=== WORK INSTRUCTIONS ===
Starting at the beginning of the items and continuing through the line that contains "rough mask: <svg", give those lines as a numbered list with blank lines dropped.

+===+

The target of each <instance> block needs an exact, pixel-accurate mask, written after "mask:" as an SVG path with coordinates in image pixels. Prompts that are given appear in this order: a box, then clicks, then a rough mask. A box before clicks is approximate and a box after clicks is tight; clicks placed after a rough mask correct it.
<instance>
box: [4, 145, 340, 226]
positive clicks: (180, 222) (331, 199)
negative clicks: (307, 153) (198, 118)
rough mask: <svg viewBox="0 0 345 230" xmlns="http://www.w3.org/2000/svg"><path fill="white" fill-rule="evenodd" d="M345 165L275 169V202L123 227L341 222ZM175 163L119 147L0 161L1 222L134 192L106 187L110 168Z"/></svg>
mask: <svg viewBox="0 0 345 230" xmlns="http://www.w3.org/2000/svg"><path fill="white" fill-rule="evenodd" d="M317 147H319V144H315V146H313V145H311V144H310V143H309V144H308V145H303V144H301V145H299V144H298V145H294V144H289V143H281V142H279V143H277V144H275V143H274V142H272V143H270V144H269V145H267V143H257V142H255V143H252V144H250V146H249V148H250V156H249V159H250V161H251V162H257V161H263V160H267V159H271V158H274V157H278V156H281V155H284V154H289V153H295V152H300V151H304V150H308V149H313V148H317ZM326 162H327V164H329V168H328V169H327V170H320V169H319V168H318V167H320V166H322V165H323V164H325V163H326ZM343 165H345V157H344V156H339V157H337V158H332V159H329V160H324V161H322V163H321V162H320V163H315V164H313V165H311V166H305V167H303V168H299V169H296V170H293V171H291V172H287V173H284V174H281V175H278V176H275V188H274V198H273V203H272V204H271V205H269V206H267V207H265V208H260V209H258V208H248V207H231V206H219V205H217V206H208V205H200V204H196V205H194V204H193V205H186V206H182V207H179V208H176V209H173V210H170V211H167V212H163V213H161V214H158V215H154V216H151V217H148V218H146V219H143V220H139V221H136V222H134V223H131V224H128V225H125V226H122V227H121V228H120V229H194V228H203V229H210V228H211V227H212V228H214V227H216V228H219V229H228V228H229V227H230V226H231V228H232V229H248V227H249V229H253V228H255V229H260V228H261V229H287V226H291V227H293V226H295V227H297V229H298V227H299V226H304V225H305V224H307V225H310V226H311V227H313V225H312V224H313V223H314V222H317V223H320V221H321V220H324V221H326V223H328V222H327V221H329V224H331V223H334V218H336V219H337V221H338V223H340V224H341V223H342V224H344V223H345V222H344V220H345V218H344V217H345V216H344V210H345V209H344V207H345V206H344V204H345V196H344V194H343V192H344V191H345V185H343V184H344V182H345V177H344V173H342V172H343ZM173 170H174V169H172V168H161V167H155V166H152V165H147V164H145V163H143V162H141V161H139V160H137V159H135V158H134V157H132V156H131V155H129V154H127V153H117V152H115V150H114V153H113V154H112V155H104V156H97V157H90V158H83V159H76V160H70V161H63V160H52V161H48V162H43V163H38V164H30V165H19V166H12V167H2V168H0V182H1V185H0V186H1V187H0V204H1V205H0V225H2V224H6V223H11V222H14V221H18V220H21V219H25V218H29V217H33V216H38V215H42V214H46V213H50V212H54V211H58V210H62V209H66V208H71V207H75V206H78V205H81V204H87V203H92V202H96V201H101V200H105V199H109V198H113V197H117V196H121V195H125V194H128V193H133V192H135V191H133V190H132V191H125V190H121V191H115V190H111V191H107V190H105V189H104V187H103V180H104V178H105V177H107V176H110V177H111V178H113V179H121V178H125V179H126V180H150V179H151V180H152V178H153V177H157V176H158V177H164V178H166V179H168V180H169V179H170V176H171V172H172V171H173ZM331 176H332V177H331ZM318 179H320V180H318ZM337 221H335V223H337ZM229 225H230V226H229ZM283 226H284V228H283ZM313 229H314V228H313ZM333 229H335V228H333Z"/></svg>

+===+

=== EXERCISE RESPONSE ===
1. The target of each <instance> block needs an exact, pixel-accurate mask, written after "mask:" as an SVG path with coordinates in image pixels. Prompts that are given appear in this order: a box, then clicks, then a rough mask. A box before clicks is approximate and a box after clicks is tight; clicks placed after a rough mask correct it.
2. <instance>
3. box: [4, 145, 340, 226]
4. positive clicks: (180, 222) (331, 199)
5. negative clicks: (307, 153) (198, 118)
6. rough mask: <svg viewBox="0 0 345 230" xmlns="http://www.w3.org/2000/svg"><path fill="white" fill-rule="evenodd" d="M345 165L275 169V202L123 227L341 222ZM175 163L119 147L0 161L1 222L134 192L106 187L110 168Z"/></svg>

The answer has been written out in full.